Repeat the records verbatim and leave the pictures out of your copy.

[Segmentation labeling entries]

• • • • • • •

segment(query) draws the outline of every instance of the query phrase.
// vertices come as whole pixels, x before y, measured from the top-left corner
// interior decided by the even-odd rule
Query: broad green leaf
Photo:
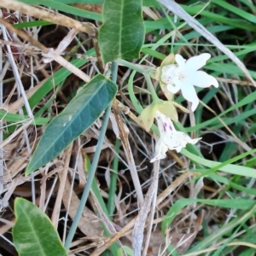
[[[105,0],[99,46],[104,63],[139,58],[144,41],[142,1]]]
[[[101,74],[86,84],[47,126],[26,175],[46,165],[88,129],[109,105],[116,92],[116,84]]]
[[[34,204],[15,201],[14,244],[20,256],[67,255],[49,218]]]

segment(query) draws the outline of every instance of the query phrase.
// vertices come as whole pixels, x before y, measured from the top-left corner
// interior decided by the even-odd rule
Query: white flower
[[[151,160],[151,163],[156,160],[164,159],[168,148],[180,152],[187,143],[195,144],[201,139],[201,137],[191,139],[185,133],[177,131],[172,120],[160,111],[156,111],[155,119],[160,137],[155,144],[155,156]]]
[[[210,58],[211,55],[208,53],[194,56],[188,61],[183,59],[182,55],[176,55],[177,64],[166,65],[161,68],[160,79],[166,84],[167,90],[173,94],[181,90],[183,97],[192,102],[193,112],[199,104],[194,85],[201,88],[211,85],[218,86],[215,78],[198,70],[206,65],[207,61]]]

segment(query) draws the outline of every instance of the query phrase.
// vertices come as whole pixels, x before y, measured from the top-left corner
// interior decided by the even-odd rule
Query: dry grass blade
[[[42,19],[44,20],[65,26],[67,27],[74,28],[76,30],[88,33],[90,37],[96,37],[97,34],[97,29],[92,23],[88,22],[86,24],[83,24],[67,16],[56,15],[55,13],[36,8],[24,3],[15,0],[0,0],[0,5],[7,9],[19,11],[21,14],[27,15],[32,17]]]
[[[190,177],[191,175],[198,175],[197,173],[189,173],[184,172],[180,177],[178,177],[166,189],[165,189],[157,198],[156,205],[161,203],[165,198],[170,195],[175,189],[177,189],[181,183],[187,181],[188,178]],[[113,236],[109,240],[108,240],[102,247],[98,248],[96,251],[93,252],[90,256],[99,256],[106,249],[108,249],[113,242],[119,240],[120,237],[125,236],[126,234],[131,232],[131,230],[135,224],[137,217],[132,218],[120,231],[116,233],[116,235]]]
[[[139,214],[136,219],[134,229],[132,230],[132,247],[135,256],[141,256],[142,254],[145,223],[153,198],[155,193],[157,193],[159,168],[160,160],[156,160],[154,162],[154,172],[150,187],[147,192],[143,204],[140,208]],[[152,209],[152,211],[154,212],[154,209]],[[144,249],[144,252],[145,251],[147,251],[147,248]]]
[[[12,26],[11,24],[8,23],[4,19],[0,18],[0,23],[2,23],[3,26],[5,26],[9,30],[15,32],[18,36],[20,36],[24,40],[27,40],[34,46],[40,49],[43,51],[43,55],[45,57],[45,59],[55,60],[55,61],[60,63],[61,66],[65,67],[71,73],[76,74],[79,78],[80,78],[84,82],[89,82],[90,80],[90,77],[88,75],[86,75],[84,72],[79,70],[74,65],[71,64],[69,61],[65,60],[62,56],[61,56],[53,49],[49,49],[49,48],[45,47],[44,44],[42,44],[38,41],[33,39],[32,37],[28,36],[26,33],[25,33],[21,30],[19,30],[19,29],[15,28],[14,26]],[[62,44],[62,43],[61,42],[61,44]],[[7,46],[9,47],[9,45],[7,45]]]
[[[245,73],[247,78],[256,86],[256,82],[253,80],[244,64],[225,47],[218,39],[210,33],[202,25],[201,25],[195,18],[186,13],[177,3],[173,0],[158,0],[160,3],[166,6],[170,11],[176,15],[183,19],[191,27],[205,37],[209,42],[216,45],[222,52],[226,54]]]
[[[113,100],[113,113],[114,113],[114,116],[116,119],[116,123],[117,123],[119,130],[120,140],[121,140],[122,145],[124,147],[124,150],[125,152],[125,155],[127,158],[131,174],[132,177],[132,181],[133,181],[135,189],[137,192],[138,204],[141,207],[143,203],[143,195],[140,181],[138,178],[138,175],[137,175],[137,168],[136,168],[136,165],[135,165],[135,161],[134,161],[134,158],[133,158],[133,154],[132,154],[132,150],[131,150],[130,143],[129,143],[128,134],[125,129],[125,125],[123,124],[122,119],[119,113],[119,103],[116,100]]]
[[[73,148],[73,143],[68,146],[67,149],[66,150],[66,159],[65,159],[65,166],[63,168],[63,172],[61,172],[61,172],[59,173],[60,187],[59,187],[59,191],[58,191],[55,205],[54,207],[54,211],[51,216],[51,222],[55,229],[57,229],[58,227],[61,201],[64,195],[64,189],[66,185],[66,179],[67,176],[69,161],[71,158],[72,148]]]

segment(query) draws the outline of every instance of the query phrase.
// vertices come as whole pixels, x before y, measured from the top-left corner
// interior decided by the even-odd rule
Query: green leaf
[[[144,41],[142,1],[105,0],[99,46],[104,63],[139,58]]]
[[[86,84],[47,126],[26,175],[46,165],[88,129],[109,105],[116,92],[116,84],[101,74]]]
[[[16,198],[15,212],[16,221],[12,233],[20,256],[67,255],[49,218],[37,206]]]

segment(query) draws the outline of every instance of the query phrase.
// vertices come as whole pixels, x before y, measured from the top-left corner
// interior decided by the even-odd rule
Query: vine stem
[[[144,76],[145,76],[145,79],[146,79],[146,81],[147,81],[148,88],[148,90],[151,93],[151,96],[153,98],[153,101],[159,100],[159,97],[158,97],[158,96],[155,92],[155,90],[154,90],[154,85],[152,84],[151,78],[150,78],[149,74],[147,73]]]
[[[112,81],[113,81],[114,83],[116,82],[116,78],[117,78],[117,68],[118,68],[118,65],[117,63],[113,62],[112,63]],[[108,119],[109,119],[109,115],[110,115],[110,112],[111,112],[111,107],[112,104],[110,103],[109,106],[107,108],[105,114],[104,114],[104,119],[102,121],[102,129],[101,129],[101,132],[99,135],[99,139],[97,142],[97,145],[96,145],[96,149],[93,157],[93,160],[90,166],[90,172],[89,172],[89,176],[88,176],[88,179],[86,182],[86,185],[84,187],[84,192],[83,192],[83,195],[79,203],[79,206],[78,207],[77,210],[77,213],[76,216],[73,219],[73,222],[71,225],[69,233],[67,235],[67,237],[65,241],[65,248],[67,251],[68,251],[71,242],[73,241],[73,236],[75,234],[75,231],[78,228],[79,220],[81,218],[81,216],[83,214],[83,211],[85,206],[85,203],[87,201],[88,199],[88,195],[90,190],[90,187],[93,182],[93,178],[95,177],[95,173],[96,173],[96,170],[98,165],[98,160],[100,158],[100,154],[101,154],[101,149],[104,142],[104,137],[105,137],[105,133],[107,131],[107,126],[108,126]]]

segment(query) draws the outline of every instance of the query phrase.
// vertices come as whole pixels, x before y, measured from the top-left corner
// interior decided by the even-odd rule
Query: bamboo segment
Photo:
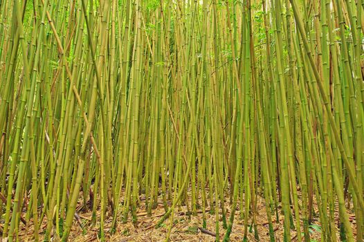
[[[104,241],[144,210],[165,241],[181,210],[216,241],[362,241],[363,10],[0,1],[1,237]]]

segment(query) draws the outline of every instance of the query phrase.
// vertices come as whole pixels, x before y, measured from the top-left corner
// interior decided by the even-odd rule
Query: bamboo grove
[[[235,217],[259,239],[262,197],[271,241],[280,217],[285,241],[314,217],[322,241],[362,241],[363,8],[0,1],[2,237],[66,241],[80,203],[103,241],[162,203],[166,240],[182,205],[217,241]]]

• • • • • • •

• Solution for this exercise:
segment(query) draws the outline of every instance of the query phrase.
// vertices come as whole pixels, x before y, measured from the top-left corner
// interior decided by the even-odd rule
Query: broad green leaf
Photo:
[[[105,0],[99,46],[104,63],[139,58],[144,41],[142,1]]]
[[[101,74],[86,84],[47,126],[26,175],[46,165],[88,129],[109,105],[116,92],[116,84]]]
[[[34,204],[15,201],[14,244],[20,256],[67,255],[49,218]]]

segment(query) draws the outline of every instance of the query phrase.
// vertices come as whole pixels, x before y, measured from the top-left corner
// interior decided by the even-odd rule
Query: white flower
[[[151,160],[151,163],[156,160],[164,159],[168,148],[180,152],[187,143],[195,144],[201,139],[201,137],[191,139],[185,133],[177,131],[172,120],[160,111],[156,111],[155,119],[160,137],[155,144],[155,156]]]
[[[210,58],[211,55],[208,53],[194,56],[188,61],[183,59],[182,55],[176,55],[177,64],[166,65],[161,68],[160,79],[166,84],[167,90],[173,94],[181,90],[183,97],[192,102],[193,112],[199,104],[194,85],[201,88],[211,85],[218,86],[215,78],[198,70],[206,65],[207,61]]]

segment(query) draws the outline of every instance of the query phrase.
// vertices come as whole pixels, x before y, measured from the top-left corner
// interior decided by the even-odd rule
Query: dry grass blade
[[[42,19],[44,20],[65,26],[67,27],[74,28],[76,30],[88,33],[90,37],[96,37],[97,34],[97,29],[92,23],[88,22],[86,24],[83,24],[67,16],[56,15],[55,13],[36,8],[24,3],[15,0],[0,0],[0,5],[7,9],[19,11],[21,14],[27,15],[32,17]]]
[[[190,177],[191,175],[198,175],[197,173],[189,173],[184,172],[180,177],[178,177],[166,189],[165,189],[157,198],[156,205],[161,203],[165,198],[170,195],[175,189],[177,189],[181,183],[187,181],[188,178]],[[113,236],[109,240],[108,240],[102,247],[98,248],[96,251],[93,252],[90,256],[99,256],[106,249],[108,249],[113,242],[119,240],[120,237],[125,236],[126,234],[131,232],[131,230],[135,224],[137,217],[132,218],[120,231],[116,233],[116,235]]]
[[[139,214],[136,219],[134,229],[132,230],[132,247],[135,256],[141,256],[142,254],[145,223],[153,198],[155,193],[157,193],[159,168],[160,160],[156,160],[154,162],[154,172],[150,187],[147,192],[143,204],[140,208]],[[152,209],[152,211],[154,212],[154,209]],[[144,249],[144,252],[145,251],[147,251],[147,248]]]
[[[12,26],[11,24],[8,23],[4,19],[0,18],[0,23],[2,23],[3,26],[5,26],[9,30],[15,32],[18,36],[20,36],[24,40],[27,40],[34,46],[40,49],[43,51],[43,55],[45,57],[45,59],[55,60],[55,61],[60,63],[61,66],[65,67],[71,73],[76,74],[79,78],[80,78],[84,82],[89,82],[90,80],[90,77],[88,75],[86,75],[84,72],[79,70],[74,65],[71,64],[69,61],[65,60],[62,56],[61,56],[53,49],[49,49],[49,48],[45,47],[44,44],[42,44],[38,41],[33,39],[32,37],[28,36],[26,33],[25,33],[21,30],[19,30],[19,29],[15,28],[14,26]],[[62,44],[62,43],[61,42],[61,44]],[[7,46],[9,47],[9,45],[7,45]]]
[[[245,73],[247,78],[256,86],[256,82],[253,80],[244,64],[225,47],[218,39],[210,33],[202,25],[201,25],[195,18],[186,13],[177,3],[173,0],[158,0],[160,3],[166,6],[170,11],[176,15],[183,19],[191,27],[205,37],[209,42],[216,45],[222,52],[226,54]]]
[[[113,100],[113,113],[114,113],[114,116],[116,119],[116,123],[117,123],[119,130],[120,140],[121,140],[122,145],[124,147],[124,150],[125,152],[125,155],[127,158],[131,174],[132,177],[132,181],[133,181],[135,189],[137,192],[138,204],[141,207],[143,203],[143,195],[140,181],[138,178],[138,175],[137,175],[137,168],[136,168],[136,165],[135,165],[135,161],[134,161],[134,158],[133,158],[133,154],[132,154],[132,150],[131,150],[130,143],[129,143],[128,134],[125,129],[125,125],[123,124],[122,119],[119,113],[119,103],[116,100]]]
[[[73,148],[73,143],[68,146],[67,149],[66,150],[66,159],[65,159],[65,166],[63,168],[63,172],[61,172],[61,172],[59,173],[60,187],[59,187],[59,191],[58,191],[55,205],[54,207],[54,211],[51,216],[51,222],[55,229],[57,229],[58,227],[61,201],[64,195],[64,189],[66,185],[66,179],[67,176],[69,161],[71,158],[72,148]]]

segment(query) draws the outline of every instance of the query phrase.
// vertices come as whole pixels, x before y, measured from the top-left corner
// interior decided by the even-odd rule
Query: green leaf
[[[144,41],[142,1],[105,0],[99,46],[104,63],[139,58]]]
[[[86,84],[47,126],[26,175],[46,165],[88,129],[109,105],[116,92],[116,84],[101,74]]]
[[[16,198],[15,212],[16,221],[12,233],[20,256],[67,255],[49,218],[37,206]]]

segment(query) draws the outline of every instance of the query phrase.
// vertices come as whole pixels, x before y, measured from the top-left corner
// interior decided by the even-odd rule
Query: vine stem
[[[144,76],[145,76],[145,79],[146,79],[146,81],[147,81],[148,88],[148,90],[151,93],[151,96],[153,98],[153,101],[159,100],[159,97],[158,97],[158,96],[155,92],[155,90],[154,90],[154,85],[152,84],[151,78],[150,78],[149,74],[147,73]]]
[[[112,81],[113,81],[114,83],[116,82],[116,78],[117,78],[117,68],[118,68],[118,65],[117,63],[113,62],[112,63]],[[108,119],[109,119],[109,115],[110,115],[110,112],[111,112],[111,107],[112,104],[110,103],[109,106],[107,108],[105,114],[104,114],[104,119],[102,121],[102,129],[101,129],[101,132],[99,135],[99,139],[97,142],[97,145],[96,145],[96,149],[93,157],[93,160],[90,166],[90,172],[89,172],[89,176],[88,176],[88,179],[86,182],[86,185],[84,187],[84,192],[83,192],[83,195],[79,203],[79,206],[78,207],[77,210],[77,213],[76,216],[73,219],[73,222],[71,225],[69,233],[67,235],[67,237],[65,241],[65,248],[67,251],[68,251],[71,242],[73,241],[73,236],[75,234],[75,231],[78,228],[79,220],[81,218],[81,216],[83,214],[83,211],[85,206],[85,203],[87,201],[88,199],[88,195],[90,190],[90,187],[93,182],[93,178],[95,177],[95,173],[96,173],[96,170],[98,165],[98,160],[100,158],[100,154],[101,154],[101,149],[104,142],[104,137],[105,137],[105,133],[107,131],[107,126],[108,126]]]

segment(query) draws the outline of every instance of the query phrase.
// vertices come as whole pixels, x before y, measured from the top-left corner
// interior decided by the even-odd rule
Query: bamboo segment
Photo:
[[[104,241],[144,210],[165,241],[181,210],[216,241],[362,241],[363,10],[0,1],[1,237]]]

segment(query) draws the outline of every instance of the query phrase.
// vertices come as whole pixels, x before y, measured from the top-left corner
// interior decided by the even-odd rule
Query: bamboo grove
[[[235,217],[259,239],[262,197],[271,241],[280,217],[285,241],[314,217],[322,241],[362,241],[363,8],[0,1],[2,237],[66,241],[80,203],[103,241],[162,203],[166,240],[182,205],[217,241]]]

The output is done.